— Assigned task —
A complete and exact copy of the data below is required.

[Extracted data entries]
•••••

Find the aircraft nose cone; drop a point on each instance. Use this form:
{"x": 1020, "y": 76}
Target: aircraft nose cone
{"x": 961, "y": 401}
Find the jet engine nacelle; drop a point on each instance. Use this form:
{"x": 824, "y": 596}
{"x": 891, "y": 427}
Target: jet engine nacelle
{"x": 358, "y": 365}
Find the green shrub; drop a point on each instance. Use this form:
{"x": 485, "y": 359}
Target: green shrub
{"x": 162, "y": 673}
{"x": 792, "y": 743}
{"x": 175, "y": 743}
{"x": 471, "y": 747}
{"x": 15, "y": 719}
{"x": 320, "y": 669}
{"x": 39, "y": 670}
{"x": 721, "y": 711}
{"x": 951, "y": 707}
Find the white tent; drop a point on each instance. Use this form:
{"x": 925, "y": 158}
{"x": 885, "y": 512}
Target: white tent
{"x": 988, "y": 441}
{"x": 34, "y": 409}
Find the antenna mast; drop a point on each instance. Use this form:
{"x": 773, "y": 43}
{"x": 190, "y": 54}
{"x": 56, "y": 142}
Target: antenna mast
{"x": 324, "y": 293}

•••••

— Task response —
Find the aircraft nose cone; drop a point on each instance. Use this form:
{"x": 1020, "y": 76}
Target: aircraft nose cone
{"x": 961, "y": 401}
Find the jet engine nacelle; drop a point on each instance. Use this form:
{"x": 824, "y": 596}
{"x": 891, "y": 427}
Target: jet engine nacelle
{"x": 358, "y": 365}
Find the green shrub; drop a point on each instance. Use this form:
{"x": 485, "y": 359}
Target: green shrub
{"x": 162, "y": 673}
{"x": 792, "y": 743}
{"x": 175, "y": 743}
{"x": 471, "y": 747}
{"x": 15, "y": 719}
{"x": 320, "y": 669}
{"x": 39, "y": 670}
{"x": 721, "y": 711}
{"x": 951, "y": 707}
Find the white tent; drop a point on each instance. Use this form:
{"x": 925, "y": 158}
{"x": 885, "y": 512}
Target: white tent
{"x": 988, "y": 441}
{"x": 34, "y": 409}
Find the antenna mast; drop a point on each instance. Use this form:
{"x": 773, "y": 43}
{"x": 190, "y": 54}
{"x": 56, "y": 142}
Target: antenna mast
{"x": 324, "y": 293}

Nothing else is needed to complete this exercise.